• TRY IT:
Which lines below contain the word "shirt"? Copy each one.
---------------
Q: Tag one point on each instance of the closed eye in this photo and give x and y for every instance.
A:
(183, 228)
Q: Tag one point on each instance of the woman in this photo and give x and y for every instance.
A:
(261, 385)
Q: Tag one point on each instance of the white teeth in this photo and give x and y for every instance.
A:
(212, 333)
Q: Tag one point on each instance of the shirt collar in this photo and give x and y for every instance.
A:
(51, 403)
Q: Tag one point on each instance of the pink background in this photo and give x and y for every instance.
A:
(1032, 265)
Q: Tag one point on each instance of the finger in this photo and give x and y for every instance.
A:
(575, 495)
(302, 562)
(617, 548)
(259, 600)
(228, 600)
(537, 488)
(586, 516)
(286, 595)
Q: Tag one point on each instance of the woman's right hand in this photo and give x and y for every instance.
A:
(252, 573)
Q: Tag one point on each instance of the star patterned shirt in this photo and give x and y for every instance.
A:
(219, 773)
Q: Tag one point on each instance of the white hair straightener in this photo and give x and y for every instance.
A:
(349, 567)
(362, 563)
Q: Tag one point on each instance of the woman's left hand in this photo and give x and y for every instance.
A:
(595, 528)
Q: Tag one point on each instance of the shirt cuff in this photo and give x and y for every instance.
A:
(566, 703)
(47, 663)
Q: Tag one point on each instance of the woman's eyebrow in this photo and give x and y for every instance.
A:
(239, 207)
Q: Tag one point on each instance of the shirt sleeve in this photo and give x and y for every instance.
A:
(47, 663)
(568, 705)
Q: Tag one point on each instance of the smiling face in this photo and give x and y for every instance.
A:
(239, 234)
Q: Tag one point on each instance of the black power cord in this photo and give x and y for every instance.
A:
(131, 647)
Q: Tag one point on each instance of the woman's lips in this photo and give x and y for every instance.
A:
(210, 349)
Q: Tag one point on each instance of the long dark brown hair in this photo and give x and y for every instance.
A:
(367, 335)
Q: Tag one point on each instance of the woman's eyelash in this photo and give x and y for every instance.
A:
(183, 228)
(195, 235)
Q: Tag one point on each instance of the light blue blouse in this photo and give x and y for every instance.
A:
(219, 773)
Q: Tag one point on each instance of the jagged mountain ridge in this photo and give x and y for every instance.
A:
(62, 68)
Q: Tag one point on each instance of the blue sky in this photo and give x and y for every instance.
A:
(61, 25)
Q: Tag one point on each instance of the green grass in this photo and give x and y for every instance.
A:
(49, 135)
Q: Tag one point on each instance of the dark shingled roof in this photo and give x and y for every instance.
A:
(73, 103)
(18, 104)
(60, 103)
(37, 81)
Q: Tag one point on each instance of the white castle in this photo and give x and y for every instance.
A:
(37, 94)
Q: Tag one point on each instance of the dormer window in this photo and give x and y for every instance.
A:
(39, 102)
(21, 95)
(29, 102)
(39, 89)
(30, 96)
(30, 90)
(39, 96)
---------------
• ANSWER:
Q: Tag one point on each instance of the shirt collar in this photo and give x and y for every instance.
Q: Tag one point on each instance of the star patterned shirt in this photo and give x and y for every instance.
Q: Tag one point on each instance of the shirt cuff in this photo and give x and y for every instance.
Q: Tag one point on each instance of the shirt sleeve in this photo and give x and y for every instance.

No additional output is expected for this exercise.